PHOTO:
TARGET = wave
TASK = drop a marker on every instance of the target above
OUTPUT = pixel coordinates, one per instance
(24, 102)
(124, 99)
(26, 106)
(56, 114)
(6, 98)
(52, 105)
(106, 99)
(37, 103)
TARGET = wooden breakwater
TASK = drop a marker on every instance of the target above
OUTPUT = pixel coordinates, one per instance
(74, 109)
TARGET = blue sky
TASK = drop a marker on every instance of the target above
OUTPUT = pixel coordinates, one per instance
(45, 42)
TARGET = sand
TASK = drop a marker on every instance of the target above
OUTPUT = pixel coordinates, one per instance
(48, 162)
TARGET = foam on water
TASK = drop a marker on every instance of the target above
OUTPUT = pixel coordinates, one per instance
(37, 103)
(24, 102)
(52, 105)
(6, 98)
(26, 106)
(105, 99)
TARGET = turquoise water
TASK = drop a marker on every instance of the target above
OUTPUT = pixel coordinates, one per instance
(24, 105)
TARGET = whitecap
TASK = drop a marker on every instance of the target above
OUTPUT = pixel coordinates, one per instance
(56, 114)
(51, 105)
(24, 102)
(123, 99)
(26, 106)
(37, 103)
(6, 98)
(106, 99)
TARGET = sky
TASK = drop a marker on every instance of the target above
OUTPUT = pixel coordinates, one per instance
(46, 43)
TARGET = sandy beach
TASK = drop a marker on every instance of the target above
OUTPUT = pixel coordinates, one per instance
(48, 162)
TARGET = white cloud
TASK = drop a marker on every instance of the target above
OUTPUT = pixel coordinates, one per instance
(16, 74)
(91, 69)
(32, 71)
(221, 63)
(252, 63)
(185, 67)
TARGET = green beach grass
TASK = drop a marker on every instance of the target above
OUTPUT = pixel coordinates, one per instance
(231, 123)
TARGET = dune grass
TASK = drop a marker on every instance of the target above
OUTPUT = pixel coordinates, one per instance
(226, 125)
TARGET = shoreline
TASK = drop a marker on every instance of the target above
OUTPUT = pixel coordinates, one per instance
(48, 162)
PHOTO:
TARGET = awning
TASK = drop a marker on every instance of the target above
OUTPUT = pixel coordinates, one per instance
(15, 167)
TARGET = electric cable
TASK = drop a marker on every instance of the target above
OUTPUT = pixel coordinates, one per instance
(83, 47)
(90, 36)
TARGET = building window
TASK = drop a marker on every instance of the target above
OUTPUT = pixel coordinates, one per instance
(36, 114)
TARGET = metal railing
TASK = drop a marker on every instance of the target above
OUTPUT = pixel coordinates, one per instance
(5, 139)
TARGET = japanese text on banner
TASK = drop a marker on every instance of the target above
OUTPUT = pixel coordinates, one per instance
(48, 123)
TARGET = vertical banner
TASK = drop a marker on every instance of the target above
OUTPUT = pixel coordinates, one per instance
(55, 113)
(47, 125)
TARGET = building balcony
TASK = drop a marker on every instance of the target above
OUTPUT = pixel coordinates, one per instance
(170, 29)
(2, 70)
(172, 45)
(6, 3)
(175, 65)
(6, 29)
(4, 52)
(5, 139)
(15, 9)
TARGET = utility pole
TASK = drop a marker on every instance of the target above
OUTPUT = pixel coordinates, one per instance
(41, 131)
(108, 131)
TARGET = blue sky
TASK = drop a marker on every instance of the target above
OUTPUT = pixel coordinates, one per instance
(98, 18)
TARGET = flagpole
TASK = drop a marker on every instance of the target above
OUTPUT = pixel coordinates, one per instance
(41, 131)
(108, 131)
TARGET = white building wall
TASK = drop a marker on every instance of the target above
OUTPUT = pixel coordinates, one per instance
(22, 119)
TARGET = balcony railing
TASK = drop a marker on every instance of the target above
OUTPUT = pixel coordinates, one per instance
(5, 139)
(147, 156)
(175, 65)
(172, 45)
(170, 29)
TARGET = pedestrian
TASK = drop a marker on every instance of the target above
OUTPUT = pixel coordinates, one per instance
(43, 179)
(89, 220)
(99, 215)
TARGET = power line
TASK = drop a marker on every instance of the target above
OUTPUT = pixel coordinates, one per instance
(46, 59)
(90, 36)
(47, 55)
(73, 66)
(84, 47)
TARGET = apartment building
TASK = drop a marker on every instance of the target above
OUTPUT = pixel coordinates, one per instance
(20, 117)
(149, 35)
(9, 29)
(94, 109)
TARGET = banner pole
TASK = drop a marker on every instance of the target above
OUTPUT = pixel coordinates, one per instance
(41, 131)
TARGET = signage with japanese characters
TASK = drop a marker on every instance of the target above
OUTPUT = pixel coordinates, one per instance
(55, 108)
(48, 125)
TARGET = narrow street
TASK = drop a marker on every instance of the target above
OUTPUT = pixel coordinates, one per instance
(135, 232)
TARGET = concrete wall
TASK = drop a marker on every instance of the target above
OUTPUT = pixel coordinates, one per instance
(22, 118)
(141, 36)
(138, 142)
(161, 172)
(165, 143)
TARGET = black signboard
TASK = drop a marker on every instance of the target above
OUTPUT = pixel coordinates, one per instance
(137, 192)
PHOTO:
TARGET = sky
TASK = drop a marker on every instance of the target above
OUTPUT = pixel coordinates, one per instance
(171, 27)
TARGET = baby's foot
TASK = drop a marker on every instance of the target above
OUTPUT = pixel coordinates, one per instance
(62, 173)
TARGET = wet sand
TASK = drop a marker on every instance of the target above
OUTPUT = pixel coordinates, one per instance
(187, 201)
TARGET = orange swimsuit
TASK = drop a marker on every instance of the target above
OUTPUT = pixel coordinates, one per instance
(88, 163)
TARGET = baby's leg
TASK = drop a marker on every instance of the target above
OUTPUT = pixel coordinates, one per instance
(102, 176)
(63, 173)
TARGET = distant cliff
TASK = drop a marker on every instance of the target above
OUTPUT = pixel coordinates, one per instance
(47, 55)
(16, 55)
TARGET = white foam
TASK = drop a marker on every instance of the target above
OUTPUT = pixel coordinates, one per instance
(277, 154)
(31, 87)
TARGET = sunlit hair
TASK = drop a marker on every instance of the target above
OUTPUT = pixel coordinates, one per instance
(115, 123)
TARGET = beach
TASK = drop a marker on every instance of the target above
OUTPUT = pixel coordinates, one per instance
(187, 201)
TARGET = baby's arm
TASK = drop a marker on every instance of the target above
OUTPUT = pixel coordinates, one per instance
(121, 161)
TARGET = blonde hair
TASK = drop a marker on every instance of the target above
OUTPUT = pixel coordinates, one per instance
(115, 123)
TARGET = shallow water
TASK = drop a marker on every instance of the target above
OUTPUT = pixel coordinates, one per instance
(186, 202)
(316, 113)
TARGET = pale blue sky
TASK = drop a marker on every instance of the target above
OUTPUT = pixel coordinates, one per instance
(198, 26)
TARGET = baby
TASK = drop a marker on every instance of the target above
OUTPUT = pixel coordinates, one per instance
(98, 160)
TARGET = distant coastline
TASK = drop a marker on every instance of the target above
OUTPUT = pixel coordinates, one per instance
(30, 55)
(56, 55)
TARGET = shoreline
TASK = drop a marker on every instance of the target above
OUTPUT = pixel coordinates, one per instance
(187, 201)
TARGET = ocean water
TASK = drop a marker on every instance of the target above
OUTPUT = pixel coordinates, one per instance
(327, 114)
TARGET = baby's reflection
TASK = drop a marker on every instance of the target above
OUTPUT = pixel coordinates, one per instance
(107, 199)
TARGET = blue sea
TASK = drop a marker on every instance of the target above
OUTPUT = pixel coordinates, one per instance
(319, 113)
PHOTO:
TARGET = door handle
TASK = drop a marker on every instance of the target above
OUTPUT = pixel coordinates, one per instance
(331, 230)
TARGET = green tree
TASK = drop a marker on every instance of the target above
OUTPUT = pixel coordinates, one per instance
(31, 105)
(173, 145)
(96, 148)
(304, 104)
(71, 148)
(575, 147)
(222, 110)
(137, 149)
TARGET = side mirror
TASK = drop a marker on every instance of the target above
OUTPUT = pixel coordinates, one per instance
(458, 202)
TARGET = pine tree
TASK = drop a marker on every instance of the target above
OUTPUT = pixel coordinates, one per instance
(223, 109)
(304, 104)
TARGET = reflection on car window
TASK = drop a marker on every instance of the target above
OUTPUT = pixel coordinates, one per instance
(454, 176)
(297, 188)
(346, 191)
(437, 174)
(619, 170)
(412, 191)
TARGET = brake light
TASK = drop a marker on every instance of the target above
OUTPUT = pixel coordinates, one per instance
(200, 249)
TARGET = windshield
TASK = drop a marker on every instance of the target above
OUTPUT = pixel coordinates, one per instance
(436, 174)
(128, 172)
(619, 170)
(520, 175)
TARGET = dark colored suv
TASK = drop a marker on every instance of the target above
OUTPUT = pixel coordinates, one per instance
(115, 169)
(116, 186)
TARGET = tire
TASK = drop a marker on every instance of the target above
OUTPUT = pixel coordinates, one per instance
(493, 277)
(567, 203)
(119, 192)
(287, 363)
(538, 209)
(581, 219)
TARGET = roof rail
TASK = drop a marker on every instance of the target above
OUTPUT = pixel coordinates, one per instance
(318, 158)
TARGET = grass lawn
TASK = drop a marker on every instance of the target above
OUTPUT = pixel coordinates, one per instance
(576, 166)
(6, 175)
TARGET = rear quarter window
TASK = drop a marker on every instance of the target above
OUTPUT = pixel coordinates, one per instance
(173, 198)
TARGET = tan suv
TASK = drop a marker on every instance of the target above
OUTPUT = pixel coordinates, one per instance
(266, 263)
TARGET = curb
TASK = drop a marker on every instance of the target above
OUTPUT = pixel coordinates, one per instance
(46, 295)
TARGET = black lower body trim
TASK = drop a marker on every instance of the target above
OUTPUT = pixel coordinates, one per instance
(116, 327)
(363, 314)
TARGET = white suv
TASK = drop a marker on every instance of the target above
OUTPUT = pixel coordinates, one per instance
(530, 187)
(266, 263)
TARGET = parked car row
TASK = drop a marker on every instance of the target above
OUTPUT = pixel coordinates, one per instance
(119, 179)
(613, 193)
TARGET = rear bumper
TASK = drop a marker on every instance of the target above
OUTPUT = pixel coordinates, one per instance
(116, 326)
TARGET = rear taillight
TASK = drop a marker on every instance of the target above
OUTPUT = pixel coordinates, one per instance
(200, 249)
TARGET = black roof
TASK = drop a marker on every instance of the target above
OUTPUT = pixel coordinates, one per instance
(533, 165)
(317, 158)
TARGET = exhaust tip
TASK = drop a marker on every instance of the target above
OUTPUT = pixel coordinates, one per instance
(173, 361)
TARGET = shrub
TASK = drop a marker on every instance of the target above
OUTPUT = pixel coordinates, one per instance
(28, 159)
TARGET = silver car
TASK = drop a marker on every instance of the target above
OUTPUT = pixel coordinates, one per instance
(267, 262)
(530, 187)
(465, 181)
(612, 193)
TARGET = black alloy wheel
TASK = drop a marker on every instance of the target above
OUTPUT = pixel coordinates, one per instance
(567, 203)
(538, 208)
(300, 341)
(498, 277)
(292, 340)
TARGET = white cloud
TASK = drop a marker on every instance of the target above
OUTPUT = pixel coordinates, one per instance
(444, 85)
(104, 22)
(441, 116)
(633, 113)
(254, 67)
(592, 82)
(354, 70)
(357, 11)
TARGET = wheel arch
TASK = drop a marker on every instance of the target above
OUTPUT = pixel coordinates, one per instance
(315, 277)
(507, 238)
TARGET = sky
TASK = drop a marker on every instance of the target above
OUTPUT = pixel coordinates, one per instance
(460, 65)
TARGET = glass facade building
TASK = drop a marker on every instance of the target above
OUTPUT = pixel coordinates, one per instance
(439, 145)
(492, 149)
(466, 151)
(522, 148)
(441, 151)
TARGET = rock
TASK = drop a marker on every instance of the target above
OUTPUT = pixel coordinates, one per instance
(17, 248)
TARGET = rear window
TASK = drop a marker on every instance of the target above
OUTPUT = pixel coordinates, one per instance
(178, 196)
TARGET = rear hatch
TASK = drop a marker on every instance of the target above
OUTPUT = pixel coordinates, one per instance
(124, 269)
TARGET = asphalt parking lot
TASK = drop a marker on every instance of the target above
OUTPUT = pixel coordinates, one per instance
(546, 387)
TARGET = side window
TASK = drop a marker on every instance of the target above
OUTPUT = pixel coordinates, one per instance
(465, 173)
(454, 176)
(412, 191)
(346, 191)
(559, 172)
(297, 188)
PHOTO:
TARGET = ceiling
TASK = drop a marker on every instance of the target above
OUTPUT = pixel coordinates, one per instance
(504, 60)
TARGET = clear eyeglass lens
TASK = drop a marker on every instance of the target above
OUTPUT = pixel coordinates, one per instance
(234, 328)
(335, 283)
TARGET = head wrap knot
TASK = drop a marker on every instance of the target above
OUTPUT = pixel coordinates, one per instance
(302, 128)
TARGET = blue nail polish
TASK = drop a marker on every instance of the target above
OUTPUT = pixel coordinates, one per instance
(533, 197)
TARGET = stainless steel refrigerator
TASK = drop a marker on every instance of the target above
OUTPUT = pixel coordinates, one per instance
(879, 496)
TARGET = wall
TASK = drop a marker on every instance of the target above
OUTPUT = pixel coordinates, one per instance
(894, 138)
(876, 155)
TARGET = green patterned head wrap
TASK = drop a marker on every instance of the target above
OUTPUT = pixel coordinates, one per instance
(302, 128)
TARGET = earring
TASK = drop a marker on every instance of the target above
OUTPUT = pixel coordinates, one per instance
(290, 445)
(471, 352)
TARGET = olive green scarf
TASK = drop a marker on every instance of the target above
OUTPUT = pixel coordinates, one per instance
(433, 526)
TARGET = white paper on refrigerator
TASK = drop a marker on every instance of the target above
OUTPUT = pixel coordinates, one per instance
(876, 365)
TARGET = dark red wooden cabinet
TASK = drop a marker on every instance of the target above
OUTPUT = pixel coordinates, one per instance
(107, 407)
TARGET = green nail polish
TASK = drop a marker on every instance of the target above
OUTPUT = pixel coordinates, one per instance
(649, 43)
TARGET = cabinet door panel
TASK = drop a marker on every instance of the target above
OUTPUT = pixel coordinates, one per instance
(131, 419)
────────────────────────────────────────
In the listing above, find the line containing "TARGET = distant coastline" and the line containing "TARGET = tire", then quote both, plus every line between them, exactly as written.

*SOLUTION TO THIS EXERCISE*
TARGET = distant coastline
TASK = drop a marker on every instance of the target above
OUTPUT = pixel coordinates, one per instance
(30, 55)
(56, 55)
TARGET = shoreline
TASK = drop a marker on every instance of the target above
OUTPUT = pixel coordinates, one per instance
(187, 201)
TARGET = ocean water
TASK = drop a marker on every instance of the target above
OUTPUT = pixel coordinates, one per instance
(327, 114)
TARGET = baby's reflection
TASK = drop a marker on every instance of the target above
OUTPUT = pixel coordinates, one per instance
(107, 199)
TARGET = blue sea
TASK = drop a marker on every instance of the target above
OUTPUT = pixel coordinates, one per instance
(319, 113)
PHOTO:
TARGET = door handle
TASK = drop a marker on every instance of the target above
OUTPUT = pixel coordinates, one per instance
(331, 230)
TARGET = green tree
TASK = drop a marker on every instance of the target above
OUTPUT = pixel coordinates, one per instance
(31, 105)
(173, 145)
(96, 148)
(304, 104)
(71, 148)
(575, 147)
(222, 110)
(137, 149)
TARGET = side mirror
TASK = drop a marker on every instance of the target above
OUTPUT = pixel coordinates, one per instance
(458, 202)
TARGET = pine tree
TASK = drop a marker on every instance of the target above
OUTPUT = pixel coordinates, one per instance
(223, 109)
(304, 104)
TARGET = reflection on car window
TASK = drop a marker on every instance of the target above
OUTPUT = pixel coordinates, one per instance
(454, 176)
(297, 188)
(346, 191)
(437, 174)
(619, 170)
(412, 191)
TARGET = brake light
TASK = drop a marker on every instance of the target above
OUTPUT = pixel coordinates, one per instance
(200, 249)
TARGET = windshield
TASK = drop a marker on every instance of the target above
OUTPUT = pixel coordinates, one per instance
(436, 174)
(128, 172)
(619, 170)
(520, 175)
TARGET = dark colored suv
TASK = drop a marker on every instance of the target above
OUTPUT = pixel coordinates, one per instance
(115, 169)
(116, 186)
TARGET = tire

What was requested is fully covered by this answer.